* Trecho do documento:

Ou ainda o infortúnio do morto sem sepultura, vagando por aí. O morto vivo. O zumbi. A alma penada. O espírito errante do defunto cadáver que não descansa, pois, afinal, cemitério é dormitório.
A morte só respeita o morto. Esboçado num pesadelo à época do general Médici, o personagem Zé do Caixão (similar ao do Jeca Tatu) significa, por antonomásia, o direito democrático de todo homem brasileiro possuir seu próprio túmulo, já que não existe maior receio apavorante, no meio do povo, do que o regresso do morto baixando em corpo vivo.
Vai baixar noutro terreiro, Exu!
O caixão do Zé. Se alguém estica a canela, nunca é pronunciado o nome do morto, mas sim o finado marido ou a finada mulher. Cinematograficamente, Zé do Caixão é a viagem de "thanatos" na cultura popular, tematizando o sobrenatural ou o além do além.
Os autores mostram como a vida e a obra de Mojica estão regidas pelo signo do paradoxo. A começar pelo fato de ser ele um semi-analfabeto (tendo abandonado a escola aos 13 anos) que foi professor alternativo e não-oficial de artes dramáticas, montando inicialmente seu estúdio dentro de um galinheiro.


A OBRA
Maldito - A Vida e o Cinema de José Mojica Marins, o Zé do Caixão - André Barcinski e Ivan Finotti. Editora 34 (r. Hungria, 592, CEP 01455-000, SP, tel. 011/816-6777). 449 págs. R$ 33,00.



Outro paradoxo: Mojica é um cineasta de origem social humilde, mas considerado o padrinho do cinema experimental das décadas de 60 e 70, homenageado por Candeias, Reichenbach, Ivan Cardoso, Elyseo Visconti, José Sette de Barros, Jairo Ferreira etc.
Ainda outro paradoxo: homem crédulo e religioso (o medo é crédulo, dizia o padre Antonio Vieira), Mojica materializou como ninguém a blasfêmia no cinema brasileiro, além de conseguir transar três mulheres (esposas e amantes) ao mesmo tempo, oscilando entre o horror e o harém.

* Lista de tarefas:
1. Responda com base no texto sobre Zé do Caixão:
(a) Com que idade Mojica abandonou a escola?
(b) Onde ele montou inicialmente seu estúdio?
(c) Quantas páginas tem o livro de André Barcinski e Ivan Finotti?
2. Continue, por favor, o texto sobre Zé do Caixão a partir da última frase.

* Dados registrados:
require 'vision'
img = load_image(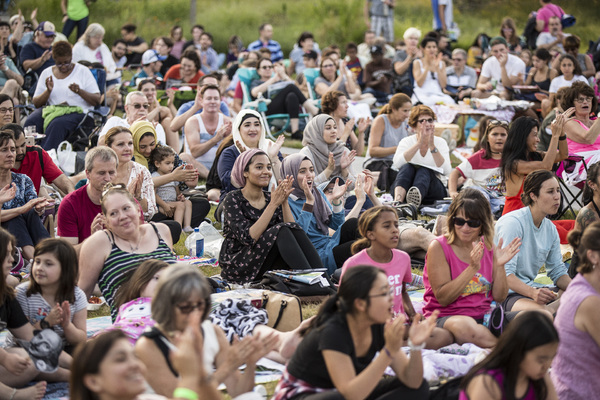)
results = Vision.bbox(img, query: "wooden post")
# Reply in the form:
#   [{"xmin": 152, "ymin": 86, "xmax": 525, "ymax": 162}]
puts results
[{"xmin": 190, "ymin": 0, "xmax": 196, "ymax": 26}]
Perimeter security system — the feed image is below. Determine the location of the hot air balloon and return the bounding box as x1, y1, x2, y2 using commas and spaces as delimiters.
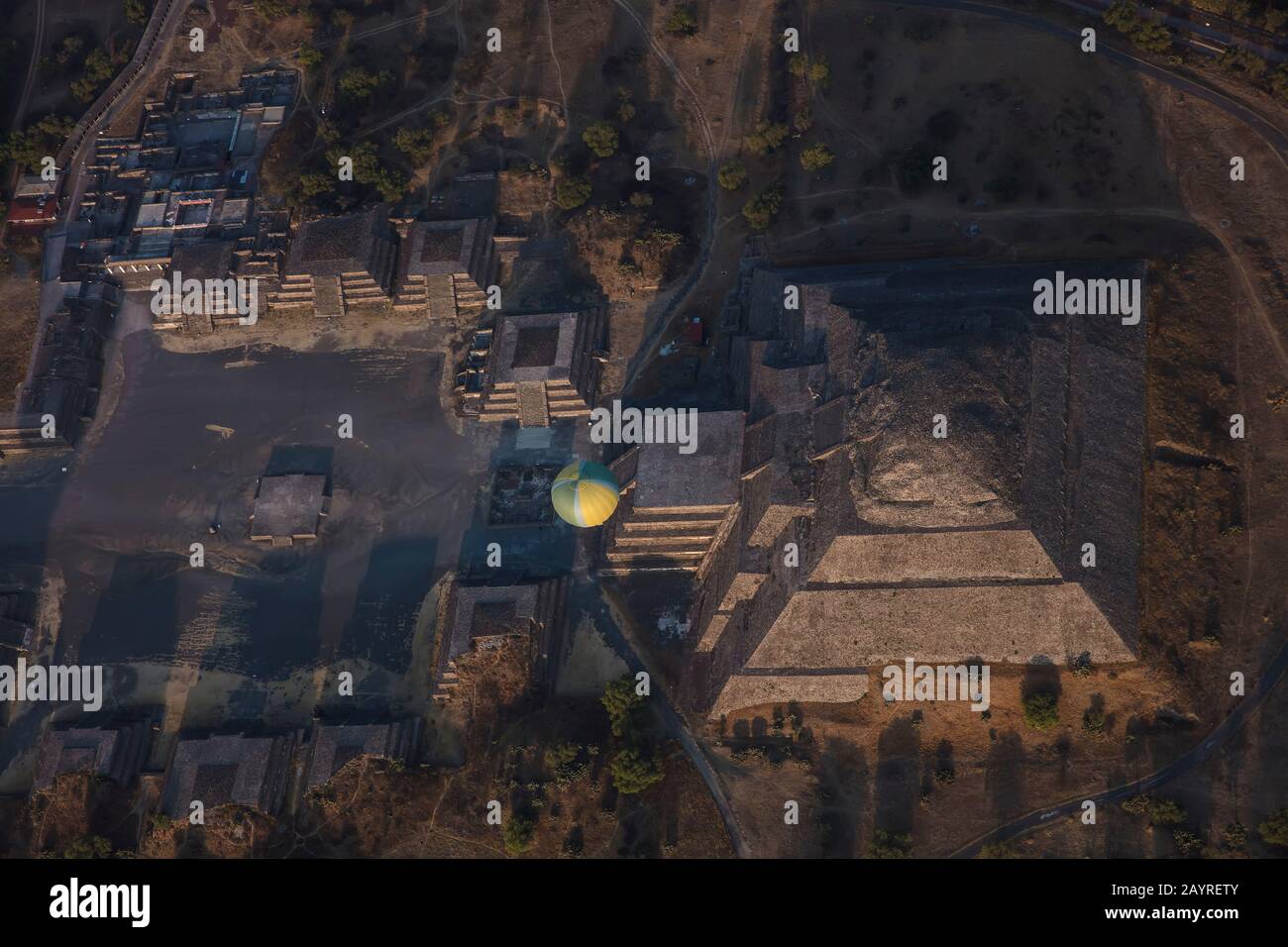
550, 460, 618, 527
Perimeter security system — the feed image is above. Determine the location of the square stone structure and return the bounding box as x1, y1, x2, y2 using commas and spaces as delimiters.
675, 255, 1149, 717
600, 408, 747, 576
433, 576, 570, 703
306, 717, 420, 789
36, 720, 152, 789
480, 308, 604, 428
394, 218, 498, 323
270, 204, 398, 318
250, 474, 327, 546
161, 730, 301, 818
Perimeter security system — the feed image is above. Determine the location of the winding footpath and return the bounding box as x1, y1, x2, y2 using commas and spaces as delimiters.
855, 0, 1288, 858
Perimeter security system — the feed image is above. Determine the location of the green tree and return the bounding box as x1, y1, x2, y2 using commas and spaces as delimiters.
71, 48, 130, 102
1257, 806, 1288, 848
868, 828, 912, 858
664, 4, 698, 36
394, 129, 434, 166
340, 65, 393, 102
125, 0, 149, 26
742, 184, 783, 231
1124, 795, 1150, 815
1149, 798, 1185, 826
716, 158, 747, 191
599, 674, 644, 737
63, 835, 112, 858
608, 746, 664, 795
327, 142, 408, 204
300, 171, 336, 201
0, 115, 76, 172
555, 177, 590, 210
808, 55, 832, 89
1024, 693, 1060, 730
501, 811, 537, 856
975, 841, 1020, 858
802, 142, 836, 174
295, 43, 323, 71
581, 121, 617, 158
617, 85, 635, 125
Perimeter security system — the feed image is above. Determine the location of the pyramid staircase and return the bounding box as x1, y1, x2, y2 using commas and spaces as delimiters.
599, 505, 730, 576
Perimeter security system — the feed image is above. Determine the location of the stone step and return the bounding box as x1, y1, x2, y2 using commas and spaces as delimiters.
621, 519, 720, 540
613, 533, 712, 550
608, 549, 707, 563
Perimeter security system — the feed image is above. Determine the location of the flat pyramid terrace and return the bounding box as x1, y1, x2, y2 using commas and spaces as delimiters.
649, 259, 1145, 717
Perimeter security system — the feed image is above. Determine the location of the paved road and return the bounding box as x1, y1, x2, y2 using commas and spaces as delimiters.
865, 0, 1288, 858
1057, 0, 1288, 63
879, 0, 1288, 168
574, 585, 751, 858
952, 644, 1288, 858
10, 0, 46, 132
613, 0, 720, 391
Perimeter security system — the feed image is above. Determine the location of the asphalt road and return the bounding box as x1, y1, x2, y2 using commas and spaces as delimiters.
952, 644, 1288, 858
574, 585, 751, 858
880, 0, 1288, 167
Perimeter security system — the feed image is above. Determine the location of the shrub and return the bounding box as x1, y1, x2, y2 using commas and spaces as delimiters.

---

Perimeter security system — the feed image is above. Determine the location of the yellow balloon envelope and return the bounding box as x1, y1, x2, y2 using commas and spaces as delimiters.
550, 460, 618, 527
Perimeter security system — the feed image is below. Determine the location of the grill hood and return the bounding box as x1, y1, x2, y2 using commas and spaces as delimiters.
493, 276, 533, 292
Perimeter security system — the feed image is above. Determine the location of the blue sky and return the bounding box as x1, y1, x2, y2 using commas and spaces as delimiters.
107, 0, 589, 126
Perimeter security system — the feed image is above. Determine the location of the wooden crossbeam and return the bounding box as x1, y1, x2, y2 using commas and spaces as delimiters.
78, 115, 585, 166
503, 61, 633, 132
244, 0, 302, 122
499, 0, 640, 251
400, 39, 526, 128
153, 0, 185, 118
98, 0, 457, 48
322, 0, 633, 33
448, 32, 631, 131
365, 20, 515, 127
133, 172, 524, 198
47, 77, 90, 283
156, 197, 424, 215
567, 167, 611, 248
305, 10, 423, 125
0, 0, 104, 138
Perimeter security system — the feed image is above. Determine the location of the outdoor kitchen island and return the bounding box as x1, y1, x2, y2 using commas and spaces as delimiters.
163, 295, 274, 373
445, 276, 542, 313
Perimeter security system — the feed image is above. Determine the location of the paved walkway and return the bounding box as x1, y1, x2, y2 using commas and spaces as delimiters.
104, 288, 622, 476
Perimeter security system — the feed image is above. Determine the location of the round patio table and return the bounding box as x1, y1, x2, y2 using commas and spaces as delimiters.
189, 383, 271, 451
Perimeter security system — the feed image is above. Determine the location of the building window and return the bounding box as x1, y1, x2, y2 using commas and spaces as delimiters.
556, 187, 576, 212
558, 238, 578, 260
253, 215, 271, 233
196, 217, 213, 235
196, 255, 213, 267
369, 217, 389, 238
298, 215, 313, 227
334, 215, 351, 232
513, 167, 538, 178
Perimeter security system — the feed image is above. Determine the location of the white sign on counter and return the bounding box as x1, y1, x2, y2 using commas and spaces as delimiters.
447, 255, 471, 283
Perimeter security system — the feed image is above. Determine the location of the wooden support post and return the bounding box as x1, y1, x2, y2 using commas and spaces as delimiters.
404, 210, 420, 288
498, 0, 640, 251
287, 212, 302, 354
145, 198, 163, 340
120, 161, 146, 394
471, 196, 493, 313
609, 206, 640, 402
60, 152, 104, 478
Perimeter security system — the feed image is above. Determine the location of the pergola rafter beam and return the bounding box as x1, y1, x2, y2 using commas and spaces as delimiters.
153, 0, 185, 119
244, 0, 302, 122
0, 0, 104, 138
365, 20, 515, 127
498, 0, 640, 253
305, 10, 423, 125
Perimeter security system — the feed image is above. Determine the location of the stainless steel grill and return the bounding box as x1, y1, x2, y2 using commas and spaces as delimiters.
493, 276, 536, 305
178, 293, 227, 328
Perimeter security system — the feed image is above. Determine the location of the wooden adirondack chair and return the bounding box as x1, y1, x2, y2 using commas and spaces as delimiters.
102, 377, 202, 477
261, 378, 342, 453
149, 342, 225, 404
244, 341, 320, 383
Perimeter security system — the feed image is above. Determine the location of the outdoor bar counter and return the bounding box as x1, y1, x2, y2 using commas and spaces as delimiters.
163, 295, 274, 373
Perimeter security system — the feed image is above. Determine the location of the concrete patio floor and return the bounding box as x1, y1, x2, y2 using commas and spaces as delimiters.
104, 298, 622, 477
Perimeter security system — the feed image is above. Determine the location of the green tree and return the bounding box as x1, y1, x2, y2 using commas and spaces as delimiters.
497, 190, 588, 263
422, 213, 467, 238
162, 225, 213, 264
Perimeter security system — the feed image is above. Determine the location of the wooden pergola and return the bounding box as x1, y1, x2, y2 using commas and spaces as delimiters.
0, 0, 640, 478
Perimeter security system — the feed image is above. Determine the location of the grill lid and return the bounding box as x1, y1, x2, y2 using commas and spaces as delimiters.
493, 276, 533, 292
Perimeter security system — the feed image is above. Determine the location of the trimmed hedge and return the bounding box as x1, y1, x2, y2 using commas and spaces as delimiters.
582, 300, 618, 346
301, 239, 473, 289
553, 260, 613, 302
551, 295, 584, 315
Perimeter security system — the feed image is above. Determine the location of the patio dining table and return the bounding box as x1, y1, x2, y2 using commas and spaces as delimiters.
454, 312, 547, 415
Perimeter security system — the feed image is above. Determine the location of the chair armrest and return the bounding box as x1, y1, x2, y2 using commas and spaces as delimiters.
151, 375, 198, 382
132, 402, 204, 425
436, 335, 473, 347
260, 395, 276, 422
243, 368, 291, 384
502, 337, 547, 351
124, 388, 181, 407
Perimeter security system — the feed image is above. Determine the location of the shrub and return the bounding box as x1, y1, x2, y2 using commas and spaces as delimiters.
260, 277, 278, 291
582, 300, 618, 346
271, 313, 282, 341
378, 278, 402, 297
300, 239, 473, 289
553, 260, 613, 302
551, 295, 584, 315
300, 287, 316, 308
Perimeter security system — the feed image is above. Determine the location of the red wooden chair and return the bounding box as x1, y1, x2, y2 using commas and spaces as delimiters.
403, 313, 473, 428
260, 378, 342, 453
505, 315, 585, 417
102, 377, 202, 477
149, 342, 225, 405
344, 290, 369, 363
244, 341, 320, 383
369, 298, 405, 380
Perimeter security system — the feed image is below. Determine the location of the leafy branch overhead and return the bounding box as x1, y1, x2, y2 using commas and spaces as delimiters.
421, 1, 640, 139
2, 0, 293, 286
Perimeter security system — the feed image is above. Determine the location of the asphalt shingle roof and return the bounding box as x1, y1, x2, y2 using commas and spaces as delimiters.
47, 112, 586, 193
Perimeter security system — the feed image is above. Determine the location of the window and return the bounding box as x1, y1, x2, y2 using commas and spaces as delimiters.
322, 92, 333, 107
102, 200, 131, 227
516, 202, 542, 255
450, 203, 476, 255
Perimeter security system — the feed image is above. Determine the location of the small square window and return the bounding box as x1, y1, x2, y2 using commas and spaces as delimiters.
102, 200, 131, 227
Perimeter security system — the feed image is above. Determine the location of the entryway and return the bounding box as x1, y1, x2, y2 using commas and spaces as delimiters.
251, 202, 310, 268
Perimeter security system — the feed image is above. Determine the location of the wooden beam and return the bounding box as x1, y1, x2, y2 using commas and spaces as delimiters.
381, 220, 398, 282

* Respostas das tarefas:
1.
(a) Aos 13 anos.
(b) Dentro de um galinheiro.
(c) 449 páginas.

2.
Curiosamente, a falta de educação letrada antes favoreceu do que prejudicou o manejo das imagens em seus filmes. Escrevem os autores: "Mojica travava duras batalhas com o plural e desde pequeno sofria para pronunciar o 'l'. 'Problema' virava 'pobrema'; 'alvará' era 'arvarau'... Lembremo-nos de que até o general Figueiredo pronunciava "Grauber' Rocha, conforme o testemunho do cineasta em Lisboa. É que no tupi-guarani não havia a letra 'l' ".
A improvisação e a falta de recursos -afora a obstinada vocação cinematográfica- fizeram com que Mojica realizasse planos admiráveis. A propósito, os autores referem-se a "cinema puro", assim como se poderia falar de "específico fílmico", ou seja: aquilo que só é próprio do cinema.
Um clássico a despeito de si mesmo -eis o velho Mojica, singular e inimitável, com a sua dieta "de torresmo, mocotó e ovo de codorna". Dificilmente haverá outro igual, tanto no cinema quanto no teatro.
Uma vez, no Rio de Janeiro, contam os autores, Mojica ganhou de Gustavo Dahl um livro sobre o "terror no cinema". Seu amigo Luis Sergio Person rasgou-lhe o presente. "Person disse: "Mojica, isso aqui vai tirar a tua arte, o teu improviso. Vai te sugar. Você vai perder a identidade. Você me perdoe, mas eu preciso fazer uma coisa' -e começou a rasgar o livro, página por página, gritando como um louco furioso e jogando as folhas para o alto. "Quero que você me prometa que nunca vai ler um livro de cinema' -e Mojica cumpriu a promessa à risca."
Filho circense de Mazzaropi, Mojica -esse "autodidata do cinema"- apresenta uma estética da crueldade à brasileira, infinitamente superior aos Chacrinhas e Ratinhos. Eis a tese fundamental dos autores: a Embrafilme e a censura marginalizaram o "gênio popular" do cinema.


Gilberto Felisberto Vasconcellos é professor de ciências sociais da Universidade Federal de Juiz de Fora (MG) e autor de "O Príncipe da Moeda" (Ed. Espaço e Tempo), entre outros.